#### AANGELEVERD FRAGMENT

De onderbouwing van het beleid berust op een eenvoudig oorzaak-gevolg beeld dat dominant is geworden. Het wordt in uitingen van het ministerie van LNV, terreinbeherende organisaties (TBOs) en publicaties in de media steeds onder de aandacht gebracht: het gaat slecht gaat met de natuur omdat overmatige neerslag van ammoniakstikstof zich ophoopt in de bodem. Daarmee is het Nederlandse natuurbeleid gereduceerd tot stikstofbeleid. Eén zilveren kogel moet alles oplossen.

Helaas is het onwaarschijnlijk dat die kogel gaat werken. Daarom maakte ik onderstaande analyse, waarin ik de verschillen laat zien tussen kwaliteit van de Nederlandse natuur volgens Europese criteria en volgens Nederlandse. De Nederlandse lijken gemaakt om de natuur de put in te praten tegenover de Europese.

Voor wat betreft oordelen over de kwaliteit van de Nederlandse natuur maakt mijn analyse gebruik van de officiële door LNV aan de Europese Commissie verstrekte gegevens in het kader van het Standaardgegevens Formulier (SDF). Het SDF onderscheidt 3 kwaliteitsniveaus om de natuur te beoordelen. Codering A staat voor uitstekend, B staat voor goed, C voor matig-slecht. De SDF gegevens van alle Natura2000 gebieden zijn te vinden op: www. eunis.eea.europa.eu. Onderstaande analyse beperkt zich tot de SDF-categorie “conservation status” (“cons” in een aantal grafieken), in het Nederlands “staat van instandhouding” (SVI).

De twee ijkpunten zijn de SDF-gegevens van 2004 en de update daarvan uit 2018. De data uit 2004 lagen ten grondslag aan de keuze van de N2000-gebieden op basis van de habitatrichtlijn. Gegevens over stikstofdepositie zijn afkomstig uit de Nederlandse PAS-gebiedsanalyses en slaan op het gemiddelde per Natura2000-gebied.

De SVI van habitattypen
Afgaand op de situatie zoals door het ministerie van LNV is uitgewerkt in de meest recente rapportage aan de EU, is de SVI van de 51 in Nederland aanwezige habitattypen dramatisch slecht. Zie daarvoor de linkerkolom van de onderstaande grafiek. LNV gebruikt andere benamingen om de SVI te typeren: gunstig, matig ongunstig, zeer ongunstig. Op basis van die in Nederland gehanteerde bewoordingen en de denkwereld van criteria daarachter, trekt minister Van der Wal de conclusie dat 88% van de habitattypen in een ongunstige SVI verkeert.

########

VEREISTEN
1. Welk percentage van de habitattypen verkeert volgens minister Van der Wal in een ongunstige SVI, volgens het fragment over stikstofbeleid?
2. Som alle benamingen op die LNV volgens het fragment over stikstofbeleid gebruikt om de SVI te typeren.
3. Citeer uit het fragment over stikstofbeleid de passage vanaf "De SVI van habitattypen" tot en met "ongunstige SVI verkeert.".
De regels hierna zijn afkomstig uit een andere bron.

#### GEËXTRAHEERDE GEGEVENS

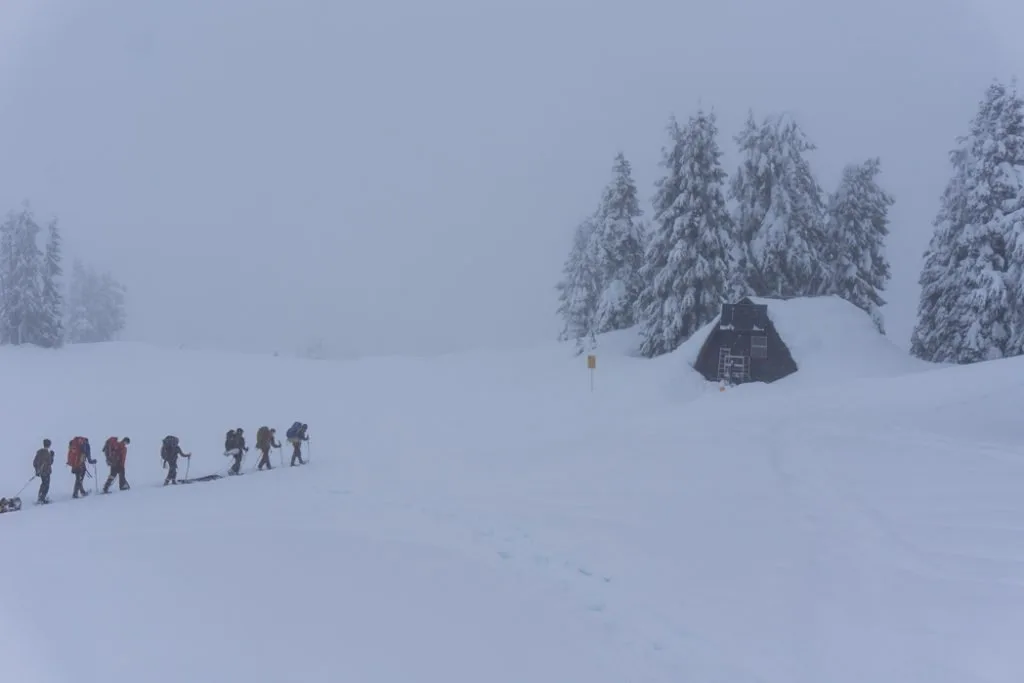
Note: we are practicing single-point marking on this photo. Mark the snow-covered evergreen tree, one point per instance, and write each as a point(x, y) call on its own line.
point(856, 228)
point(580, 290)
point(971, 304)
point(687, 264)
point(780, 210)
point(52, 333)
point(22, 309)
point(616, 244)
point(95, 306)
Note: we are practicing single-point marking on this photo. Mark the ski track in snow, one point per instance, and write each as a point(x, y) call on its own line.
point(832, 529)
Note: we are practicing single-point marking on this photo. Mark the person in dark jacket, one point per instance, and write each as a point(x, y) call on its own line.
point(80, 454)
point(170, 453)
point(264, 441)
point(43, 462)
point(297, 440)
point(236, 446)
point(117, 457)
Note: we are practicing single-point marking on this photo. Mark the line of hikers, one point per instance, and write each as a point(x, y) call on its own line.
point(116, 451)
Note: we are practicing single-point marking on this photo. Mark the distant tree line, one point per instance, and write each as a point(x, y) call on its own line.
point(35, 305)
point(769, 230)
point(972, 296)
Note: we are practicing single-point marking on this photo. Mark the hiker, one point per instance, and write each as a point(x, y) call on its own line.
point(170, 452)
point(117, 456)
point(264, 441)
point(79, 453)
point(43, 462)
point(297, 434)
point(235, 445)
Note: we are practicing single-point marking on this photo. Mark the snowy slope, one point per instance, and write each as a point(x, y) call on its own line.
point(486, 517)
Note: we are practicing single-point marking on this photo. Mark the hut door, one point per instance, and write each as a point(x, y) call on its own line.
point(732, 368)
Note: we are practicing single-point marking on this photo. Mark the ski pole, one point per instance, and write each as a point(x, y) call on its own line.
point(26, 485)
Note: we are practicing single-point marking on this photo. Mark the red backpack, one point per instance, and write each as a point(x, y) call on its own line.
point(77, 449)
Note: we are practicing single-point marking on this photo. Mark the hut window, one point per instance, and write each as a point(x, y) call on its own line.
point(759, 347)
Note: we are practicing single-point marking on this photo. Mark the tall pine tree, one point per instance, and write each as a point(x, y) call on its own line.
point(579, 291)
point(687, 263)
point(856, 228)
point(53, 313)
point(971, 305)
point(616, 244)
point(96, 306)
point(780, 211)
point(22, 309)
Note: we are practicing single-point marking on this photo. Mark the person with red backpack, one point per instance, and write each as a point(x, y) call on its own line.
point(117, 455)
point(79, 453)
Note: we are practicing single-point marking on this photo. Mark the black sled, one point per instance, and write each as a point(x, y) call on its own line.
point(208, 477)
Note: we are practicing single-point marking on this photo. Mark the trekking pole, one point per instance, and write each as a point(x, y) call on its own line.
point(25, 486)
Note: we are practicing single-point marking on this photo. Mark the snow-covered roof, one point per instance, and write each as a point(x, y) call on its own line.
point(828, 337)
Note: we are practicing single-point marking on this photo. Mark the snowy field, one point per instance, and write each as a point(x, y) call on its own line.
point(484, 517)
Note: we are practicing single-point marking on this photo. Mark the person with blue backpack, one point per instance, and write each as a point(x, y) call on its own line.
point(296, 434)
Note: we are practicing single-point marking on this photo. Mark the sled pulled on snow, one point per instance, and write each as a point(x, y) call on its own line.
point(208, 477)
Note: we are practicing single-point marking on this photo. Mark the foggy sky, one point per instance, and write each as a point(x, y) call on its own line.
point(406, 176)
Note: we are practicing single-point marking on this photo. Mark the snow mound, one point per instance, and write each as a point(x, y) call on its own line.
point(829, 338)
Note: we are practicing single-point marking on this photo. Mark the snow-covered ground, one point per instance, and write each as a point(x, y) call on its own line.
point(486, 517)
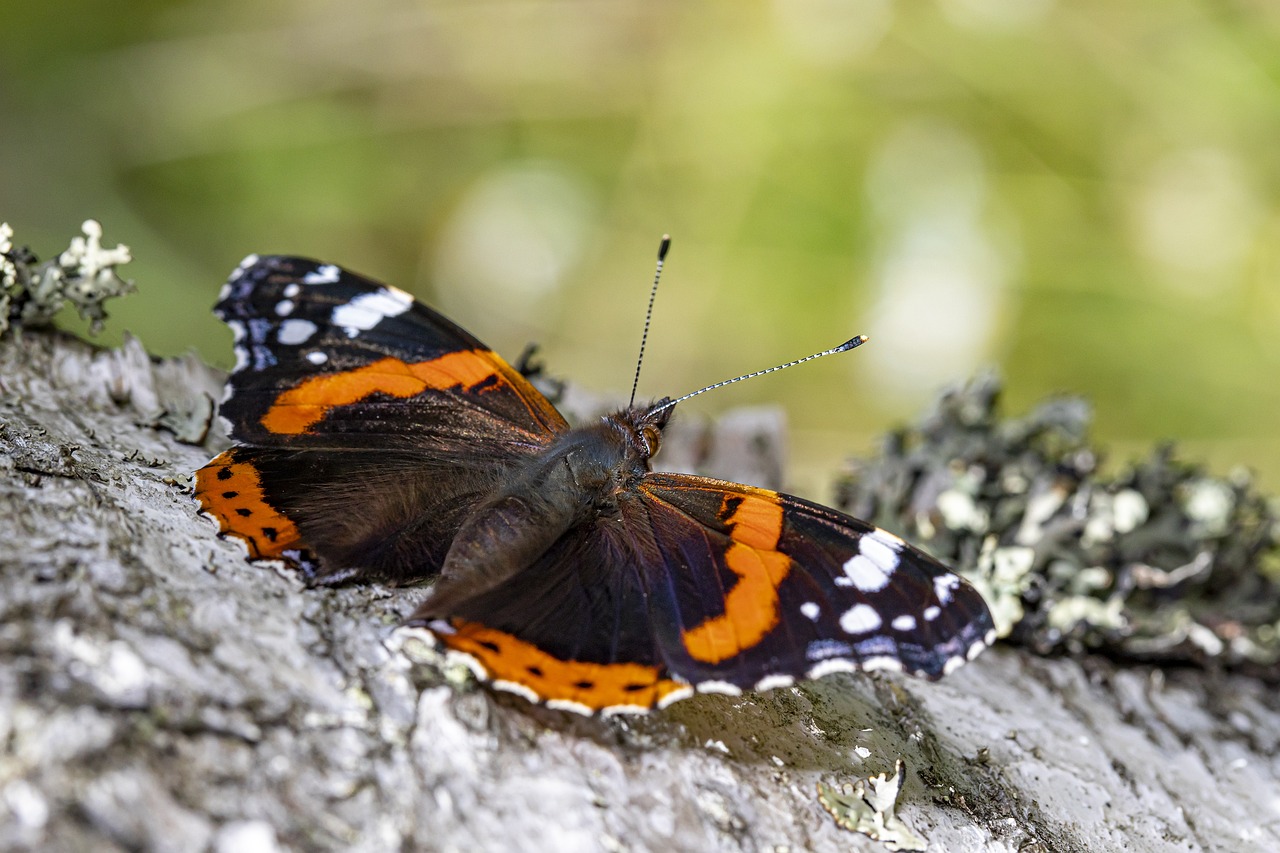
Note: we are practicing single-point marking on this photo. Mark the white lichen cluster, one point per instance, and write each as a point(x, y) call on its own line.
point(868, 807)
point(85, 276)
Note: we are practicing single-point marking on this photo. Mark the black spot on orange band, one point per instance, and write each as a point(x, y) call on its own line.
point(752, 603)
point(229, 491)
point(298, 409)
point(595, 687)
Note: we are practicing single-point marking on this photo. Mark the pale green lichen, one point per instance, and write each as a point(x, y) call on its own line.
point(83, 276)
point(1162, 561)
point(868, 807)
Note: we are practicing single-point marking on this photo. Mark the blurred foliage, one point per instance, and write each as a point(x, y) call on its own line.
point(1084, 195)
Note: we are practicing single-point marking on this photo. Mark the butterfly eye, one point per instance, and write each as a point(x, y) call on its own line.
point(652, 439)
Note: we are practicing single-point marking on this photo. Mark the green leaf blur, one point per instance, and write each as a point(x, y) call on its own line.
point(1083, 195)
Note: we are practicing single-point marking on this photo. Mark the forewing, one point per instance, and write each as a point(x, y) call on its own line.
point(754, 589)
point(328, 359)
point(370, 424)
point(342, 516)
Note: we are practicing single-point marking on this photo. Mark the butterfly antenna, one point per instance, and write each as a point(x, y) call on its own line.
point(648, 315)
point(844, 347)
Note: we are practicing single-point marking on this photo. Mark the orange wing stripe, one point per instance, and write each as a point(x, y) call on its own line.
point(752, 605)
point(231, 492)
point(594, 685)
point(305, 405)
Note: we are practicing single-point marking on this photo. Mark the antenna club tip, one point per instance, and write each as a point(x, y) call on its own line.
point(853, 342)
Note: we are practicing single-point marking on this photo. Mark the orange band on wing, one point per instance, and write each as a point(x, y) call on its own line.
point(302, 406)
point(752, 605)
point(593, 685)
point(232, 493)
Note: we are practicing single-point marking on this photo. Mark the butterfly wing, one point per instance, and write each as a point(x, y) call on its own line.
point(328, 359)
point(713, 585)
point(368, 422)
point(755, 589)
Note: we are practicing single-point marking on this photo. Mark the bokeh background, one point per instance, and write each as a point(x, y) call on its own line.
point(1084, 195)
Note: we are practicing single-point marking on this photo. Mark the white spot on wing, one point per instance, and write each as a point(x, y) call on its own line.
point(944, 585)
point(827, 667)
point(887, 664)
point(886, 538)
point(676, 696)
point(327, 274)
point(720, 687)
point(904, 623)
point(568, 705)
point(296, 331)
point(773, 682)
point(878, 552)
point(860, 619)
point(368, 310)
point(865, 574)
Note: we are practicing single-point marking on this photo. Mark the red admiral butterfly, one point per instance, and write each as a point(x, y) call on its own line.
point(378, 441)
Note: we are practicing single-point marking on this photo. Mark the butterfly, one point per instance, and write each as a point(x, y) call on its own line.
point(378, 441)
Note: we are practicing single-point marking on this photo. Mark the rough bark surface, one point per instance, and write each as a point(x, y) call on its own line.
point(160, 693)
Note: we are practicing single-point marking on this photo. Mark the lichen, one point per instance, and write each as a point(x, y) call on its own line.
point(1161, 561)
point(33, 292)
point(868, 807)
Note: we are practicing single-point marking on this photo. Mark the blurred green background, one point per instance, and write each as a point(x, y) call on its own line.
point(1083, 195)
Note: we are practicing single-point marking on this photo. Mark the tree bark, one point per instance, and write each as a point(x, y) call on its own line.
point(160, 693)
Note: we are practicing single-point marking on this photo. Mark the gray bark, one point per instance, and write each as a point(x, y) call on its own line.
point(160, 693)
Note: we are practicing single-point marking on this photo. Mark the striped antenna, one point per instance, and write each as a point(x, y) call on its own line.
point(648, 315)
point(844, 347)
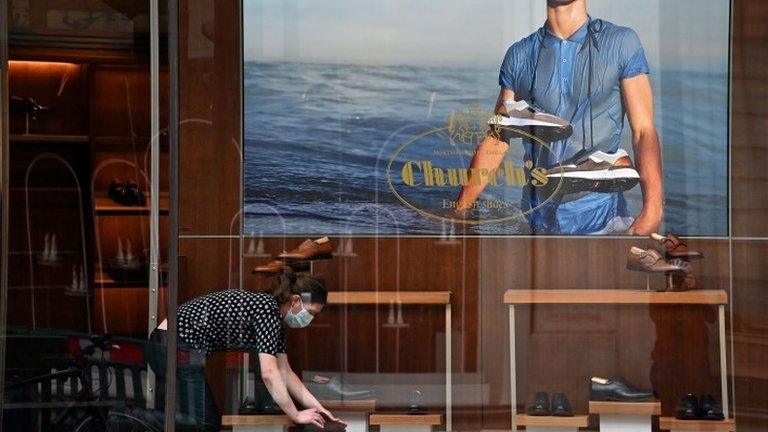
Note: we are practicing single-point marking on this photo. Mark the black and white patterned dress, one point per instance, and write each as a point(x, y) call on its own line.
point(233, 320)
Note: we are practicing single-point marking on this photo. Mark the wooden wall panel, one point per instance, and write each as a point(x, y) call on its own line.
point(210, 150)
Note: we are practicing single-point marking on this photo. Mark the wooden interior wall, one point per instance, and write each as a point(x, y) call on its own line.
point(669, 348)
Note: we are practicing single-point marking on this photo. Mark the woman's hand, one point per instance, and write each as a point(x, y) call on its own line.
point(332, 417)
point(310, 416)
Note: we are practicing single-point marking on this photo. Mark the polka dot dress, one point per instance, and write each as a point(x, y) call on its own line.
point(233, 320)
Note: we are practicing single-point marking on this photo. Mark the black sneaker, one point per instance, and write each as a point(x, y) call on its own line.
point(539, 406)
point(560, 406)
point(530, 120)
point(597, 172)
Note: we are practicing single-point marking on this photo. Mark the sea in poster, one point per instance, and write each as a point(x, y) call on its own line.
point(318, 138)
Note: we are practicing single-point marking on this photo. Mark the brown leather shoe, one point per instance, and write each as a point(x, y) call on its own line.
point(274, 267)
point(650, 261)
point(310, 250)
point(675, 247)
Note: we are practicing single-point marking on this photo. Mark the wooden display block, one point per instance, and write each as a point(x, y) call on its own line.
point(354, 413)
point(625, 416)
point(406, 422)
point(256, 423)
point(551, 423)
point(674, 425)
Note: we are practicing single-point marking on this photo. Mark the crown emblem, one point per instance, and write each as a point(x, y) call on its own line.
point(469, 125)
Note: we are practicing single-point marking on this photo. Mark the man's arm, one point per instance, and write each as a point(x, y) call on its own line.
point(487, 157)
point(638, 99)
point(299, 391)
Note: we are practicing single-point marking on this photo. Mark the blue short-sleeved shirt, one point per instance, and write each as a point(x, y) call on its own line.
point(554, 74)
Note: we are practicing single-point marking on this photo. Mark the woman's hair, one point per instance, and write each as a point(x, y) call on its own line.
point(290, 283)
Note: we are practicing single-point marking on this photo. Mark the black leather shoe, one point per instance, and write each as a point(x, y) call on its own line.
point(540, 405)
point(616, 390)
point(248, 407)
point(708, 409)
point(560, 406)
point(688, 409)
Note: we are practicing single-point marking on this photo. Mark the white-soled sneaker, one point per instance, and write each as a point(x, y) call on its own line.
point(598, 172)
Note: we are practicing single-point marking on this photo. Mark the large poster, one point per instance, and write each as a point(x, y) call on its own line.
point(365, 117)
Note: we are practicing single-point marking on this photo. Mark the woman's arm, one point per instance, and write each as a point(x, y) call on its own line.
point(299, 391)
point(273, 379)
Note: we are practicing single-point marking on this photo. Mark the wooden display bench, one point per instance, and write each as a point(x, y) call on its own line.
point(672, 424)
point(406, 422)
point(608, 420)
point(551, 423)
point(256, 423)
point(625, 416)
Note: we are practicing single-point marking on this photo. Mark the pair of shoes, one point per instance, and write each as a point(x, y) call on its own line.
point(616, 390)
point(674, 247)
point(127, 193)
point(704, 408)
point(651, 261)
point(560, 407)
point(596, 172)
point(298, 258)
point(330, 388)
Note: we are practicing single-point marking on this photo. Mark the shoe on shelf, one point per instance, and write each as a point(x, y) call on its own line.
point(708, 409)
point(539, 406)
point(651, 261)
point(530, 120)
point(597, 172)
point(688, 408)
point(310, 250)
point(616, 390)
point(331, 389)
point(560, 406)
point(675, 247)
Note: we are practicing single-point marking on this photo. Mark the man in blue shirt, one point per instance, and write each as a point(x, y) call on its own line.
point(590, 72)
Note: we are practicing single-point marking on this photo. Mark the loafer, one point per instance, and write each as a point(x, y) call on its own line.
point(688, 408)
point(616, 390)
point(675, 247)
point(539, 406)
point(310, 250)
point(651, 261)
point(560, 406)
point(709, 410)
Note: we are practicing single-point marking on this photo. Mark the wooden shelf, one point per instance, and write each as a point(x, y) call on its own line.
point(41, 138)
point(356, 405)
point(671, 423)
point(105, 205)
point(387, 297)
point(406, 419)
point(551, 421)
point(628, 408)
point(614, 296)
point(255, 420)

########

SCHRIFTELIJKE ANTWOORDEN
1. Volgens minister Van der Wal verkeert 88% van de habitattypen in een ongunstige SVI.

2.
- gunstig
- matig ongunstig
- zeer ongunstig

3.
De SVI van habitattypen
Afgaand op de situatie zoals door het ministerie van LNV is uitgewerkt in de meest recente rapportage aan de EU, is de SVI van de 51 in Nederland aanwezige habitattypen dramatisch slecht. Zie daarvoor de linkerkolom van de onderstaande grafiek. LNV gebruikt andere benamingen om de SVI te typeren: gunstig, matig ongunstig, zeer ongunstig. Op basis van die in Nederland gehanteerde bewoordingen en de denkwereld van criteria daarachter, trekt minister Van der Wal de conclusie dat 88% van de habitattypen in een ongunstige SVI verkeert.